DATASET EXTRACT START

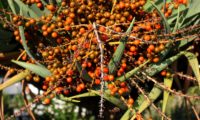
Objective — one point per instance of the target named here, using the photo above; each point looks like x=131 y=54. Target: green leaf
x=119 y=51
x=168 y=83
x=12 y=6
x=116 y=101
x=193 y=61
x=167 y=27
x=87 y=94
x=41 y=71
x=177 y=21
x=23 y=6
x=156 y=68
x=132 y=72
x=21 y=31
x=68 y=99
x=84 y=73
x=15 y=79
x=193 y=9
x=186 y=41
x=153 y=95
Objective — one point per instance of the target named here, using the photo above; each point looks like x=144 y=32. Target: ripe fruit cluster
x=69 y=48
x=37 y=2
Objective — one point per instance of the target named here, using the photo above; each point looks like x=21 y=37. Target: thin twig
x=194 y=109
x=26 y=101
x=102 y=75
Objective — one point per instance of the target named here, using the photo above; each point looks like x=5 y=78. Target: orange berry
x=151 y=47
x=66 y=92
x=163 y=73
x=82 y=86
x=132 y=49
x=156 y=59
x=122 y=84
x=50 y=7
x=69 y=79
x=105 y=70
x=110 y=86
x=54 y=35
x=97 y=81
x=110 y=77
x=147 y=37
x=130 y=101
x=78 y=89
x=82 y=30
x=105 y=78
x=46 y=101
x=123 y=66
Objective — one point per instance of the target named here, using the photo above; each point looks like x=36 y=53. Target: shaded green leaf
x=15 y=79
x=153 y=95
x=23 y=6
x=132 y=72
x=156 y=68
x=119 y=51
x=84 y=74
x=41 y=71
x=193 y=61
x=165 y=22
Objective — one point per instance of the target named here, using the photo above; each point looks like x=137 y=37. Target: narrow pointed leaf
x=156 y=68
x=21 y=31
x=167 y=27
x=68 y=99
x=167 y=82
x=193 y=61
x=12 y=6
x=132 y=72
x=116 y=101
x=113 y=64
x=32 y=13
x=15 y=79
x=153 y=95
x=41 y=71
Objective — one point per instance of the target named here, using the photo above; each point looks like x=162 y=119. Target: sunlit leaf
x=15 y=79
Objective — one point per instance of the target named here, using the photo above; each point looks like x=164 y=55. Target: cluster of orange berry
x=65 y=42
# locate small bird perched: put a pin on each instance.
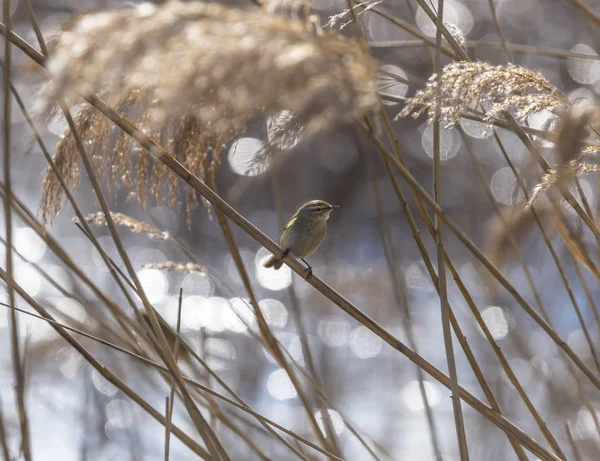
(303, 233)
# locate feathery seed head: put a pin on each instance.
(191, 75)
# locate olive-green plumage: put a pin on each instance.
(304, 232)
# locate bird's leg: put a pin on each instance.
(308, 270)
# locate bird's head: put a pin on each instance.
(316, 210)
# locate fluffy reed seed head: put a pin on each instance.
(191, 75)
(569, 135)
(466, 85)
(135, 226)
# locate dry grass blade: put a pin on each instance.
(463, 85)
(175, 266)
(175, 166)
(569, 135)
(512, 223)
(17, 366)
(134, 225)
(263, 64)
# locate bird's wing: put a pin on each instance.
(289, 224)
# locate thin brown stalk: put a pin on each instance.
(546, 238)
(468, 243)
(167, 428)
(428, 264)
(163, 369)
(266, 333)
(210, 439)
(171, 397)
(121, 319)
(400, 288)
(105, 372)
(511, 240)
(576, 453)
(14, 326)
(302, 335)
(443, 294)
(3, 439)
(529, 49)
(171, 333)
(297, 267)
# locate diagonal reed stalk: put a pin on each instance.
(302, 334)
(105, 372)
(161, 346)
(18, 372)
(468, 243)
(428, 264)
(400, 296)
(265, 332)
(214, 199)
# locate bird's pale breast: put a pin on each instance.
(304, 237)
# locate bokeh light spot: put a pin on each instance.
(243, 154)
(413, 398)
(364, 344)
(280, 386)
(496, 320)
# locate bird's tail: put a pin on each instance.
(273, 262)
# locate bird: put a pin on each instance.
(303, 233)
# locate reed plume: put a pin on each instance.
(465, 85)
(192, 75)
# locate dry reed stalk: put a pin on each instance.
(438, 237)
(263, 64)
(349, 308)
(421, 246)
(400, 290)
(463, 85)
(302, 334)
(541, 224)
(142, 227)
(418, 189)
(569, 135)
(267, 335)
(106, 373)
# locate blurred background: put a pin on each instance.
(76, 414)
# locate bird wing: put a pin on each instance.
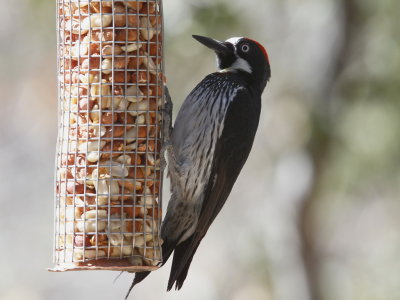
(231, 152)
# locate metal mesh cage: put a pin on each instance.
(108, 174)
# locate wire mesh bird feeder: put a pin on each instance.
(111, 99)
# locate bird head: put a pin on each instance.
(240, 54)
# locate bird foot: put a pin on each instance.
(167, 126)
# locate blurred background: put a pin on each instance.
(315, 213)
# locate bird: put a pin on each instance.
(210, 142)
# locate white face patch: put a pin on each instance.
(234, 40)
(240, 63)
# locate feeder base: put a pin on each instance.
(102, 264)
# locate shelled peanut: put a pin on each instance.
(108, 162)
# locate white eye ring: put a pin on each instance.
(245, 48)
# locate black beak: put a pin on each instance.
(217, 46)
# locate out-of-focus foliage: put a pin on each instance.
(315, 214)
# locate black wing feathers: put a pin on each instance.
(231, 152)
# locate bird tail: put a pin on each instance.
(183, 256)
(167, 249)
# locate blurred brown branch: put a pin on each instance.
(322, 141)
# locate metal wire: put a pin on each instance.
(108, 175)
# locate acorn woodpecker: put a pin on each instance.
(209, 144)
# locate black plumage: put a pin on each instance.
(211, 140)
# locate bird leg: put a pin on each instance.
(167, 126)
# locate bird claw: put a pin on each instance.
(167, 126)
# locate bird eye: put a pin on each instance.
(245, 48)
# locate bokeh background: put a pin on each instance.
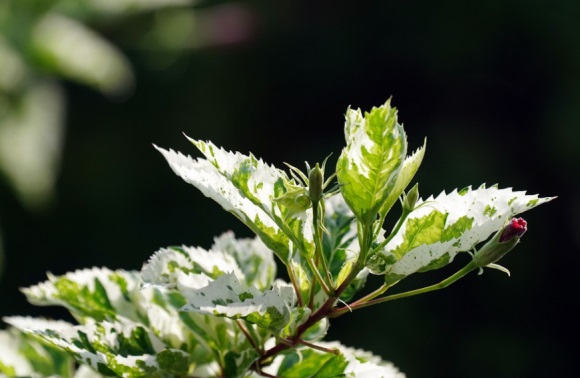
(86, 87)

DATASET EXTRACT END

Would you return all the data exactly as given, minus the pictures?

§ SOLUTION TO THE EXERCISE:
Objective — one point per instance of the target named here, using the photo above; each point looks like x=131 y=54. Target: green leaf
x=119 y=51
x=168 y=83
x=12 y=6
x=116 y=101
x=193 y=61
x=167 y=27
x=87 y=94
x=41 y=71
x=177 y=21
x=23 y=6
x=156 y=68
x=132 y=72
x=21 y=31
x=68 y=99
x=84 y=73
x=15 y=79
x=193 y=9
x=186 y=41
x=153 y=95
Objective — one point per instance of the target named here, using the photo above; each point looks like x=144 y=32. Target: ripe fruit cluster
x=69 y=48
x=37 y=2
Objective — one point per instance of the target named here, using the photo above; each point looks like x=21 y=37. Target: thin twig
x=194 y=109
x=26 y=101
x=102 y=75
Objective — one point per instance of the target named here, using the photo above; each point looks like x=5 y=78. Target: orange berry
x=151 y=47
x=66 y=92
x=163 y=73
x=82 y=86
x=132 y=49
x=156 y=59
x=122 y=84
x=50 y=7
x=69 y=79
x=105 y=70
x=110 y=86
x=54 y=35
x=97 y=81
x=110 y=77
x=147 y=37
x=130 y=101
x=78 y=89
x=82 y=30
x=105 y=78
x=46 y=101
x=123 y=66
Objective — one point per instance of the target named here, using the photo above; each point looks like x=36 y=53. Target: shaded green leaf
x=15 y=79
x=153 y=95
x=23 y=6
x=132 y=72
x=156 y=68
x=119 y=51
x=84 y=74
x=41 y=71
x=193 y=61
x=165 y=22
Objective — one point per instance of the target named here, using the photo above; each point looks like x=137 y=37. Target: narrow pointed leaf
x=156 y=68
x=21 y=31
x=167 y=27
x=68 y=99
x=167 y=82
x=193 y=61
x=12 y=6
x=132 y=72
x=116 y=101
x=113 y=64
x=32 y=13
x=15 y=79
x=153 y=95
x=41 y=71
Objective — one point per instance of the target named here, using the photo above; each point looks like x=162 y=119. Target: sunlit leaf
x=15 y=79
Objective — one point per instance of the target named here, using the photo above; each point looks like x=164 y=55. Target: cluster of orange berry
x=65 y=42
# locate small bird perched: put a pin on each instance.
(303, 233)
# locate feathery seed head: put a pin on each instance.
(191, 75)
# locate olive-green plumage: put a pin on each instance.
(304, 232)
# locate bird's leg: put a pin on each instance.
(308, 270)
# locate bird's head: put a pin on each instance.
(316, 210)
# locate fluffy reed seed head: put a pin on each instance.
(191, 75)
(569, 135)
(466, 85)
(135, 226)
# locate dry grass blade: put a pin on each instance.
(463, 85)
(175, 266)
(175, 166)
(569, 135)
(512, 223)
(17, 366)
(134, 225)
(263, 64)
# locate bird's wing: put a pin on each instance.
(289, 224)
# locate thin brown stalk: put a pin on each instance.
(546, 238)
(468, 243)
(167, 428)
(428, 264)
(163, 369)
(266, 333)
(210, 439)
(171, 397)
(121, 319)
(400, 288)
(105, 372)
(511, 240)
(576, 453)
(14, 326)
(302, 335)
(443, 294)
(3, 439)
(529, 49)
(171, 333)
(297, 267)
# locate diagonal reed stalk: put a pin on each instance.
(302, 334)
(105, 372)
(161, 346)
(18, 372)
(468, 243)
(428, 264)
(400, 296)
(265, 332)
(214, 199)
# locate bird's pale breast: put a pin on each instance.
(304, 237)
# locate bokeh light spot: put a pin on each instance.
(243, 154)
(413, 398)
(364, 344)
(280, 386)
(496, 320)
# locate bird's tail: put a pin on each instance.
(273, 262)
# locate bird: put a pin on each instance.
(303, 233)
# locate reed plume: put a pin on each instance.
(465, 85)
(192, 75)
# locate dry reed stalk: put a pin on each instance.
(438, 237)
(263, 64)
(349, 308)
(421, 246)
(400, 290)
(463, 85)
(302, 334)
(541, 224)
(142, 227)
(418, 189)
(569, 135)
(267, 335)
(106, 373)
# locate blurred background: put a pin on each instance.
(76, 414)
# locate bird wing: put a pin on each instance.
(231, 152)
# locate metal mesh cage: put a pin on each instance.
(108, 174)
# locate wire mesh bird feeder: put a pin on each instance.
(111, 99)
# locate bird head: put a pin on each instance.
(240, 54)
# locate bird foot: put a pin on each instance.
(167, 126)
# locate blurred background: put a pin on each instance.
(315, 213)
# locate bird: put a pin on each instance.
(210, 142)
# locate white face patch: put a pin on each instance.
(234, 40)
(240, 63)
# locate feeder base: put a pin on each instance.
(102, 264)
# locate shelled peanut: put a pin on each instance.
(108, 162)
# locate white eye ring: put a pin on each instance.
(245, 48)
# locate black beak: put a pin on each instance.
(217, 46)
# locate out-of-focus foliage: put a pin on each instance.
(315, 214)
# locate black wing feathers: put a pin on each instance.
(231, 152)
# locate bird tail: put a pin on each instance.
(183, 256)
(167, 249)
# locate blurred brown branch: put a pin on each instance.
(322, 141)
# locate metal wire: put a pin on each instance.
(108, 175)
# locate acorn woodpecker: put a pin on each instance.
(209, 144)
# locate black plumage: put a pin on each instance.
(211, 140)
# locate bird leg: put a pin on each instance.
(167, 126)
# locate bird claw: put a pin on each instance.
(167, 126)
# locate bird eye: put a pin on each instance.
(245, 48)
# locate bokeh background: put a pin on each instance.
(86, 87)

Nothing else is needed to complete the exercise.